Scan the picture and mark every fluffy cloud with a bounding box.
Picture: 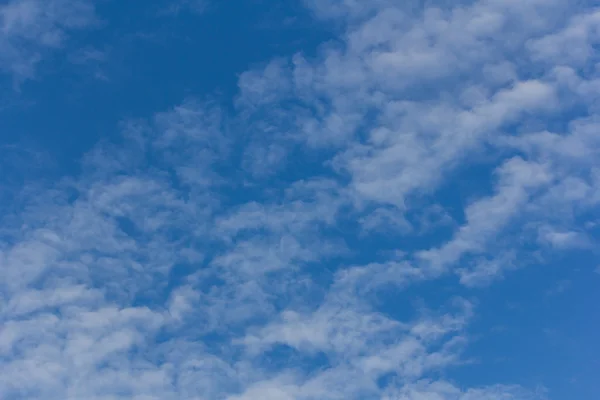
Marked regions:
[2,0,599,398]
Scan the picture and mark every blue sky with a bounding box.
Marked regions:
[0,0,599,399]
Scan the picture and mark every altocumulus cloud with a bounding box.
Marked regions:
[0,0,599,399]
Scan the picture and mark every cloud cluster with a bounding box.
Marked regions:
[0,0,97,83]
[2,0,599,398]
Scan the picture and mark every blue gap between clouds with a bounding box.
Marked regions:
[0,0,333,180]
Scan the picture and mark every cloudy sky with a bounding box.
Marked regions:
[1,0,599,399]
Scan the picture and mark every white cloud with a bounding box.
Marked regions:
[2,0,599,398]
[416,158,551,278]
[231,0,600,291]
[383,381,545,400]
[160,0,207,16]
[527,10,600,66]
[457,252,516,288]
[0,0,97,83]
[537,225,590,249]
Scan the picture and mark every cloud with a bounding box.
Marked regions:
[0,0,97,83]
[2,0,599,398]
[159,0,207,16]
[527,10,600,66]
[457,252,516,288]
[383,381,546,400]
[416,157,552,276]
[238,0,600,284]
[0,95,545,398]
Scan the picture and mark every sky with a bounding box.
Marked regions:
[0,0,599,399]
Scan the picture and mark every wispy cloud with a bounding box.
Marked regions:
[159,0,207,16]
[1,0,599,398]
[0,0,97,84]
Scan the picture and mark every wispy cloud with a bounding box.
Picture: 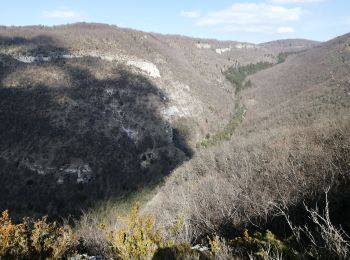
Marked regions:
[214,25,275,34]
[180,10,201,18]
[269,0,321,4]
[277,26,295,33]
[43,8,83,20]
[196,3,302,34]
[197,3,302,26]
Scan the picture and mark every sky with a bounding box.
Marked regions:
[0,0,349,43]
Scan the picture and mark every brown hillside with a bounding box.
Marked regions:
[146,32,350,244]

| How to complete this task |
Go through the listing above and pull out each line containing the word "blue".

| Final answer |
Scan the picture and mark every blue sky with a bounding box.
Scan the picture and mark every blue gap between clouds with a bounding box.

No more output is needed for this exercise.